* _Exercise directions_: Quote each record exactly, please, leaving none out.

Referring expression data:
──────

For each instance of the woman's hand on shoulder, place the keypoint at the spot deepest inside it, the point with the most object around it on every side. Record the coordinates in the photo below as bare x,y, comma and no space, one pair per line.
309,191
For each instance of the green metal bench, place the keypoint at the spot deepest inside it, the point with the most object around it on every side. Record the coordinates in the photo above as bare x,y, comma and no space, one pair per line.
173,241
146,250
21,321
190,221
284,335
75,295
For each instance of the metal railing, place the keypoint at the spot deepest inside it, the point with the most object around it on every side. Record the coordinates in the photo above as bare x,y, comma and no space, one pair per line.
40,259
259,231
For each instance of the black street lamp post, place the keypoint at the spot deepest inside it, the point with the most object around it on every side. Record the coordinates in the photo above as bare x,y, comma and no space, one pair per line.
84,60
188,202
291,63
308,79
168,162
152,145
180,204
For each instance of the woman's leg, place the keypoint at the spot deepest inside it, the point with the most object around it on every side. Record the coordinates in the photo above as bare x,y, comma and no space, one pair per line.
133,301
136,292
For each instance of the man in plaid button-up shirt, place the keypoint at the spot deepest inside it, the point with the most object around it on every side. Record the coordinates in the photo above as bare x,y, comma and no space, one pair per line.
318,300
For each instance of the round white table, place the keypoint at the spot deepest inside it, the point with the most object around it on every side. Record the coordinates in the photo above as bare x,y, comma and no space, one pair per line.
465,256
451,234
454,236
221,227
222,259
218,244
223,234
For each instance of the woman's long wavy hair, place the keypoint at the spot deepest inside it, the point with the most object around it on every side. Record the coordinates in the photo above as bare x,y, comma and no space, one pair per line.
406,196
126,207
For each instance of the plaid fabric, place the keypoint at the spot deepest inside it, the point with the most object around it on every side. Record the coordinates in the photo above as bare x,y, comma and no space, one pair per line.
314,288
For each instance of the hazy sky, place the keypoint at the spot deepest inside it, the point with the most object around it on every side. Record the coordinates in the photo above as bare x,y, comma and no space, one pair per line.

──────

* _Reply_:
For each instance of the woman's hand on shoulder, place the keypoint at the spot deepest inside it, the point with the most object around it on every side. Record the coordinates in the photo below as bare x,y, comma and no space, one pair per line.
309,191
For each instance of the green metal bench, place the keypoint at the spot deepest inside it, the point with the most object around it on every side. Record the coordinates in the photo above as bare x,y, comma and no space, one pair per line.
173,241
146,250
21,321
190,221
284,335
75,295
For each instance of the metal railing, place the keypoint at the spot deepest inside it, the point with the most object around it on every side. Record the coordinates in the photo above as bare x,y, comma and no space, one pair per line.
40,259
259,231
For each instance of the black street lamp post, place the keypoint at the spot deepest inside it, the point with the most object around it on every side. Record the coordinates in the photo above as bare x,y, comma and no space, one pair per line.
84,60
188,202
291,63
308,79
168,162
152,145
180,204
For each instance of the woman's leg, place the keypoint at the spot deepest inside it, the point with the most object around it on every side. Record the coordinates in the photo above as bare x,y, comma and no space, one pair per line.
133,301
136,292
For each instance of the man in plaid button-up shirt, place the keypoint at the spot deepest inside it, the point with the most object around it on every side. Record the coordinates in the photo above as bare x,y, comma and no space, one pair per line.
318,300
For each instance of the round white table, place the keypoint at the spot deepest inside it, the point with the most object around it on every side. Record the coordinates in the photo above as bare x,y, comma and no space, one pair per line.
465,256
451,234
454,236
221,227
222,259
218,244
223,234
For each instance of the woman's long wavy hair, place the keypoint at the spot deepest inside it, the point with the most object around it on every side. Record the coordinates in the photo above as bare x,y, comma and no space, one pair per line.
406,196
126,207
For each instance of the plaid fabric, place the keypoint at the spot deepest inside it, the point with the most object around it on every side. Record the coordinates in the photo above as bare x,y, comma and no space, one pair per line.
314,288
For each instance of the hazy sky, place the keypoint at the spot deepest inside it, the point with the most object around it on every side. Record the coordinates in the photo above as bare x,y, comma and no space, one pair per line.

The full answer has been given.